= TASK DETAILS =
Number each line of the records below, from the line containing "Task: kindly identify the white road" through the final line, as a list, and omit any blank lines.

Excerpts from a point labeling dataset:
◇ ◇ ◇ ◇ ◇

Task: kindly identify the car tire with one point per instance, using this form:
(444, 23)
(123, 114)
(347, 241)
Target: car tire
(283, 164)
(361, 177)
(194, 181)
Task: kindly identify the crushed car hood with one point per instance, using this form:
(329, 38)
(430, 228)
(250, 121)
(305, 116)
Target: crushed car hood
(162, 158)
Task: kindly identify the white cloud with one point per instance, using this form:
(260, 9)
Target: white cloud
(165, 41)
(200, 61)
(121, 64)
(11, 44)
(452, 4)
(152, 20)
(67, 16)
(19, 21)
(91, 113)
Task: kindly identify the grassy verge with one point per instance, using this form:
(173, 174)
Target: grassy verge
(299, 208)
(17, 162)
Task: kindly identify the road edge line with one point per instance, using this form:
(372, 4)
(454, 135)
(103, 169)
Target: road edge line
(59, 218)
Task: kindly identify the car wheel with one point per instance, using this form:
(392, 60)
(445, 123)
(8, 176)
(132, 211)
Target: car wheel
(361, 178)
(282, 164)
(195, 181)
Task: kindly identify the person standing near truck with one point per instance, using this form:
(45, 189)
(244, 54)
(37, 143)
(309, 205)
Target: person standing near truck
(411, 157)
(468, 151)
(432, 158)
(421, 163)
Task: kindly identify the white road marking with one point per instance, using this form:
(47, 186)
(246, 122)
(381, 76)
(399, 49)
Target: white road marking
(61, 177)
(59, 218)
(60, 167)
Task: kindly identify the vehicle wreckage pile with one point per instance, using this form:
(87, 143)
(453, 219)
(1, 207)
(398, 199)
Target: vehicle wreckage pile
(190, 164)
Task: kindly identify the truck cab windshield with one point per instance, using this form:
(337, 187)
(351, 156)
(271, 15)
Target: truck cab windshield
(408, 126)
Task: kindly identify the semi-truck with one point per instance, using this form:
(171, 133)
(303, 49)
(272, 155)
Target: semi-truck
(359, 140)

◇ ◇ ◇ ◇ ◇

= OUTPUT OF THE TASK =
1. Task: kindly identify the white road marking with one point per instance, using this form:
2. (47, 186)
3. (246, 122)
4. (381, 76)
5. (399, 49)
6. Target: white road marking
7. (61, 177)
8. (59, 218)
9. (60, 167)
10. Task: kindly identify the vehicle wreckage pile with one point per instance, using this form:
11. (87, 143)
12. (453, 219)
13. (1, 207)
14. (398, 199)
15. Target: vehicle wreckage pile
16. (190, 164)
17. Task: kindly identify the truck cab windshield with one point per instance, using this form:
18. (337, 187)
19. (351, 156)
20. (271, 15)
21. Target: truck cab windshield
22. (408, 126)
23. Task: kindly identify the semi-truck with one point per instance, using this form:
24. (171, 133)
25. (303, 49)
26. (272, 155)
27. Target: semi-truck
28. (359, 140)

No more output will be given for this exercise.